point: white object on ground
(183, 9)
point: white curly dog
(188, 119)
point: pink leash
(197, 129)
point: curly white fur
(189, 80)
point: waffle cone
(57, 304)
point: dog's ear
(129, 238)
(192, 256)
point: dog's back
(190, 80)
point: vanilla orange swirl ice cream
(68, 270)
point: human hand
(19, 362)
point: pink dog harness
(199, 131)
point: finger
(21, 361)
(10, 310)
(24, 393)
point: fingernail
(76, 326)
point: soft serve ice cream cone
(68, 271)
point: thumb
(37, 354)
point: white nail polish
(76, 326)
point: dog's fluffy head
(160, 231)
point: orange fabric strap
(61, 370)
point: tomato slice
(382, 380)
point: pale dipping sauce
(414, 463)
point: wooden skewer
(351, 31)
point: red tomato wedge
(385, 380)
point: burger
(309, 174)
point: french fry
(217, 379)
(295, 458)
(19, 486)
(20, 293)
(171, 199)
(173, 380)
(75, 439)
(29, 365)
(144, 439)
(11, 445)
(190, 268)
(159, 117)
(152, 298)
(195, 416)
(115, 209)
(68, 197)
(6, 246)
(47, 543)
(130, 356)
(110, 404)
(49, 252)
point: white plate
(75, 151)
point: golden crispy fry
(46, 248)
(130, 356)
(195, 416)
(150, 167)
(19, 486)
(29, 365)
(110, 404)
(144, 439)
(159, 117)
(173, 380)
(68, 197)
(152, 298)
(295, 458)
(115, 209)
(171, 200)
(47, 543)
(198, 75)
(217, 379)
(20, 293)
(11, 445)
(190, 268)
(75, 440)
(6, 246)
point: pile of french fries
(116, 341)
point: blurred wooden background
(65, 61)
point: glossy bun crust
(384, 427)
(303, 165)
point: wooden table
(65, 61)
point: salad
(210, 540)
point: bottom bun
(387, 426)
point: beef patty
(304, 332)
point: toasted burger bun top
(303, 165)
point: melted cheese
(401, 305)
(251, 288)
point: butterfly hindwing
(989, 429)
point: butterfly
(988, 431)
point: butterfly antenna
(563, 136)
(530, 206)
◇ ◇ ◇
EXERCISE PROMPT: Your answer must be the complete listing, retyped exactly.

SOLUTION FOR THIS PROBLEM:
point: white object on ground
(183, 9)
point: white curly dog
(188, 119)
point: pink leash
(197, 129)
point: curly white fur
(189, 80)
point: waffle cone
(57, 304)
point: dog's ear
(129, 238)
(192, 256)
point: dog's back
(190, 80)
point: vanilla orange swirl ice cream
(68, 270)
point: human hand
(19, 362)
point: pink dog harness
(199, 131)
point: finger
(21, 361)
(10, 310)
(24, 393)
point: fingernail
(76, 326)
point: soft serve ice cream cone
(68, 271)
point: thumb
(37, 354)
point: white nail polish
(76, 326)
point: dog's fluffy head
(160, 231)
point: orange fabric strap
(61, 370)
point: tomato slice
(382, 380)
point: pale dipping sauce
(414, 463)
point: wooden skewer
(351, 31)
point: red tomato wedge
(385, 380)
point: burger
(309, 174)
point: french fry
(217, 379)
(295, 458)
(19, 486)
(20, 293)
(171, 199)
(173, 380)
(75, 439)
(29, 365)
(144, 439)
(11, 445)
(190, 268)
(159, 117)
(152, 298)
(195, 416)
(115, 209)
(68, 197)
(6, 246)
(47, 543)
(130, 356)
(110, 404)
(49, 252)
point: white plate
(75, 151)
point: golden crispy fry
(46, 248)
(130, 356)
(195, 416)
(150, 167)
(19, 486)
(29, 365)
(110, 404)
(144, 439)
(159, 117)
(173, 380)
(68, 197)
(152, 298)
(295, 458)
(115, 209)
(171, 200)
(47, 543)
(198, 75)
(217, 379)
(20, 293)
(11, 445)
(190, 268)
(75, 440)
(6, 246)
point: pile of french fries
(116, 341)
point: blurred wooden background
(65, 61)
point: glossy bun crust
(384, 427)
(303, 165)
point: wooden table
(65, 61)
point: salad
(210, 540)
point: bottom bun
(387, 426)
point: beef patty
(304, 332)
point: toasted burger bun top
(303, 165)
point: melted cheese
(401, 305)
(251, 288)
point: butterfly hindwing
(989, 429)
point: butterfly
(988, 431)
point: butterfly antenna
(563, 136)
(530, 206)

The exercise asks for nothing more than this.